**Ausgewählter Text**
§
Foto: Koloniestrasse 26, das ehemalige Verwaltungsgebäude, später ein Wohnhaus. (Foto 2006)
Wurde im November 2009 abgerissen.
  Am 1.6.1872 wurde die Strecke Wien Nordwestbahnhof - Floridsdorf-Jedlesee - Jedlersdorf-Transit eröffnet, wodurch die gleismässige Anbindung der neuen Hauptwerkstätte an das Streckennetz der ÖNWB ermöglicht wurde. Das 45.000 m2 große Gelände der in Floridsdorf (Wien 21.) liegenden Hauptwerkstätte Jedlesee erstreckte sich von km 5,4 bis km 6,1 der Strecke Wien - Deutschbrod und wurde von der Lokomotivgasse, der Koloniestrasse, der heutigen 0' Briengasse und dem Nordwestbahn-Streckengleis begrenzt.
  Die Grundeinlösungsverhandlungen begannen bereits im Juli 1870 und nach Planerstellung im Sommer 1871 wurde am 4.3.1872 mit der Errichtung der Hauptwerkstätte (HW) und dem Material-Magazin begonnen. Der Bau unter der Leitung von Baumeister Karl Pollak schritt rasch voran und bereits im Juni 1872 stand eine größere Anzahl von Maschinen in Betrieb. Am 1.9.1872,
wurde die ÖNWB-Hauptwerkstätte, deren Baukosten sich auf rund 432.000 Gulden beliefen, fertiggestellt.
  
Die Werkstätte, sie war für die gleichzeitige Reparatur von 12 Lokomotiven und 60 Wagen ausgelegt worden, bestand aus zwei gesonderten Bauten in Rechteckform.
§
**Aufgaben und Übungen**
**A.** Ändere bitte in den Datensätzen, beginnend am Anfang und endend mit der Zeile, die „[307,298,344,325]“ enthält, „bounding box“ zu „enclosing rectangle“. Gib nur diese Zeilen wieder und lass alles andere darin unverändert.
**B.** Schreib den Text über die Hauptwerkstätte Jedlesee weiter, und zwar im Anschluss an seinen letzten Satz.

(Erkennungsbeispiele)
§
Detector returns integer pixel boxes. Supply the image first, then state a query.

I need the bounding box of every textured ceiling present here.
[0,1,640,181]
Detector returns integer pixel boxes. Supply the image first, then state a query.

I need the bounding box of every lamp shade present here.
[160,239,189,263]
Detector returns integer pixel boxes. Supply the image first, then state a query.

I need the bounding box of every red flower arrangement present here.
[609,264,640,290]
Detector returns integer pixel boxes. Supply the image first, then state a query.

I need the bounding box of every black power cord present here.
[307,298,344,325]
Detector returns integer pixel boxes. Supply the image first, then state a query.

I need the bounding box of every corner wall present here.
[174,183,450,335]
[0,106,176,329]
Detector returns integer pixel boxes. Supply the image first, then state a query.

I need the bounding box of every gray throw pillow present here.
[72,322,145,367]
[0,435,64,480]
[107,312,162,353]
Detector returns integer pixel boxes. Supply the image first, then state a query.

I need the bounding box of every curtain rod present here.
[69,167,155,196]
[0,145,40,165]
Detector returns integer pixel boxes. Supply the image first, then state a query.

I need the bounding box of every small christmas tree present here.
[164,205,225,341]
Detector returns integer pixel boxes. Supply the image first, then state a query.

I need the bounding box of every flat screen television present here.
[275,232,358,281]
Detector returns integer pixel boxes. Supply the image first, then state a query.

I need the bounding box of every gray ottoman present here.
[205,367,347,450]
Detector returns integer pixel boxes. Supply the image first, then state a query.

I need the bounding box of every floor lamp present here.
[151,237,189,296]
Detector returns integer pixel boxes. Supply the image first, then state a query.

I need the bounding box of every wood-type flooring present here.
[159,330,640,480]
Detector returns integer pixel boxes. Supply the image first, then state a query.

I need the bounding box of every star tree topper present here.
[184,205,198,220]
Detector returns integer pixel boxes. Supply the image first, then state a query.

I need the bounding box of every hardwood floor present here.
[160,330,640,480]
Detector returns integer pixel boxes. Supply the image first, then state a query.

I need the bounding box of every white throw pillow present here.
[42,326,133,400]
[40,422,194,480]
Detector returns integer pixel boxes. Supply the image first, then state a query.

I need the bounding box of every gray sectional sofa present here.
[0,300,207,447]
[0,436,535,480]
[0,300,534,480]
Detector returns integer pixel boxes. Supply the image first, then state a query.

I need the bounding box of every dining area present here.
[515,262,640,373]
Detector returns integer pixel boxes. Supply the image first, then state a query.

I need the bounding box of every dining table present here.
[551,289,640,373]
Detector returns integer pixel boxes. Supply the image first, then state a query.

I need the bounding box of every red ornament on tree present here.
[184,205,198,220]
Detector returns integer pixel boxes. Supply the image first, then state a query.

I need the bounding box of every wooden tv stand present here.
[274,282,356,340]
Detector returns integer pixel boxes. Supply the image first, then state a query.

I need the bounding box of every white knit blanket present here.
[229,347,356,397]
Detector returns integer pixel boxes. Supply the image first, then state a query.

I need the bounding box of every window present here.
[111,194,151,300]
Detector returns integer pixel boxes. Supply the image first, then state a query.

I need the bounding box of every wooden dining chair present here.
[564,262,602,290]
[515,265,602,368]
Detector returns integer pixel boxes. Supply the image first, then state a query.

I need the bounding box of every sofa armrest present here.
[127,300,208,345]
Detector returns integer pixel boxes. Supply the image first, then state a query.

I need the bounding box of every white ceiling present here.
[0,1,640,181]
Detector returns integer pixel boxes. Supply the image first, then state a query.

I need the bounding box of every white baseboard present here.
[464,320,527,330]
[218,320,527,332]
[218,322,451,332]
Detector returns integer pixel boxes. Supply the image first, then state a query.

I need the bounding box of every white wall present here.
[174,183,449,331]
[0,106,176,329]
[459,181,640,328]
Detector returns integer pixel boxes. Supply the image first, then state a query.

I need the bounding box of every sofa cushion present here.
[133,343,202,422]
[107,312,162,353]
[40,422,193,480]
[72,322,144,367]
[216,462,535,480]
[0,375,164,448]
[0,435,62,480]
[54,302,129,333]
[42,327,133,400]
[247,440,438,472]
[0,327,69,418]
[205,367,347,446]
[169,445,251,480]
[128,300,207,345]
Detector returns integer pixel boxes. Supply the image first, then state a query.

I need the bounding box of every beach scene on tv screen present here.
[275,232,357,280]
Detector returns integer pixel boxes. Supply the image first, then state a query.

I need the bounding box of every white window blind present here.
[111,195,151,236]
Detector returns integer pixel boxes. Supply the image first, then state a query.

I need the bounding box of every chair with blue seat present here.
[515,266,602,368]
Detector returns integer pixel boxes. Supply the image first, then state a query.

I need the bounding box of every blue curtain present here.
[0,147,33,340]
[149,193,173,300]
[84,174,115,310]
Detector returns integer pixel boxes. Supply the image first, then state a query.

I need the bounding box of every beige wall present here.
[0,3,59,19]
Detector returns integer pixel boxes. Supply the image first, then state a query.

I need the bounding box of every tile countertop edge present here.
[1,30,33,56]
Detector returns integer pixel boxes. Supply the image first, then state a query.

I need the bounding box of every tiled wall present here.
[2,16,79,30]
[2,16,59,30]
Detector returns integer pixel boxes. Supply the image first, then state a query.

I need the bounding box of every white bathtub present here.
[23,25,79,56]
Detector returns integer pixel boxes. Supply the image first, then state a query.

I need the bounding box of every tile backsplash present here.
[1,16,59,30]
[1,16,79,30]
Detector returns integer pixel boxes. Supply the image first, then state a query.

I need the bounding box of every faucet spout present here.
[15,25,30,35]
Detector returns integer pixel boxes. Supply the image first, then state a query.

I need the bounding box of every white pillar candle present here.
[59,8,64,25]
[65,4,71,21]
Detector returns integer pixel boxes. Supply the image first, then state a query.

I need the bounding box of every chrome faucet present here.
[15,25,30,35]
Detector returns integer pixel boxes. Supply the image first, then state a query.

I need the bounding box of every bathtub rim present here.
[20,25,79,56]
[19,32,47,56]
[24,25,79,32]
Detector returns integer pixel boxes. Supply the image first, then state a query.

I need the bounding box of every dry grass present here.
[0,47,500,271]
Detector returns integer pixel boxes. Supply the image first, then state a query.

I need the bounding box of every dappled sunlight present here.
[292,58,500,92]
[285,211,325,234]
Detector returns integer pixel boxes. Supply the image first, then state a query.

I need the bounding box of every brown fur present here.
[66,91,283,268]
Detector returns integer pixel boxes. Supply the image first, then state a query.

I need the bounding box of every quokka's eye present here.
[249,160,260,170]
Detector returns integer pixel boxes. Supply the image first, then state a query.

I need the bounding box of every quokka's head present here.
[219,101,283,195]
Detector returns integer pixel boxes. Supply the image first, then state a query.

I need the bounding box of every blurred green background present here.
§
**Ergebnisse**
**A.**
Detector returns integer pixel boxes. Supply the image first, then state a query.

I need the enclosing rectangle of every textured ceiling present here.
[0,1,640,181]
Detector returns integer pixel boxes. Supply the image first, then state a query.

I need the enclosing rectangle of every lamp shade present here.
[160,239,189,263]
Detector returns integer pixel boxes. Supply the image first, then state a query.

I need the enclosing rectangle of every red flower arrangement present here.
[609,264,640,290]
Detector returns integer pixel boxes. Supply the image first, then state a query.

I need the enclosing rectangle of every black power cord present here.
[307,298,344,325]

**B.**
Foto: Das Portierhaus, 2006 eine aufgelassene Gartenhütte. Wurde Ende 2008 abgerissen.

  Der nördliche Bau enthielt die Lokomotivmontierung, die Dreherei, die Kesselschmiede, die Schmiede und Holzbearbeitungsraume. Der südliche Bau beinhaltete  die Wagenmontierung, die Lackiererei und die Sattlerwerkstätte. Der dazwischenliegende weite Hofraum wurde an der Koloniestraße vom Verwaltungsgebäude mit Kanzleien und Wohnungen und dem Portierhaus, an der gegenüberliegenden Seite beim Streckengleis vom Wasserturm, der sämtliche Werkstättengebäude mit Wasser versorgte, und vom Holzdepot flankiert. Die einzelnen Stände der beiden Werkstätten wurden durch je eine nicht versenkte Schiebebühne verbunden. Im südseitigen Hof befand sich darüber hinaus noch eine Dampfschiebebühne. An Hebezeugen standen von Beginn an Laufkrane mit 1,5 t, 3 t und 4 t zur Verfügung. Der Antrieb der 50 Arbeitsmaschinen erfolgte durch ein Lokomobil mit 18 kW Leistung.

  Das zweistöckige Material-Magazin befand sich in der südöstlichen Ecke des Geländes, unmittelbar daran anschließend stand das Bürogebäude mit Wohnungen für den Magazinsdienst.
  Erster und jahrzehntelanger Vorstand der neuen Hauptwerkstätte war Oberinspektor Gustav Stockhammer, dem anfänglich nur 89 Bedienstete zur Verfügung standen. In den folgenden Jahren erhöhte sich der Personalstand jedoch ständig: So waren 1898 520 und 1919 bereits 654 Beschäftigte zu verzeichnen.
Foto: 1982, Links das ebenerdige Restaurationsgebäude, wenige Tage vor dem Abbruch. Rechts der ehemalige Bürotrakt der Lokomotivmontierung.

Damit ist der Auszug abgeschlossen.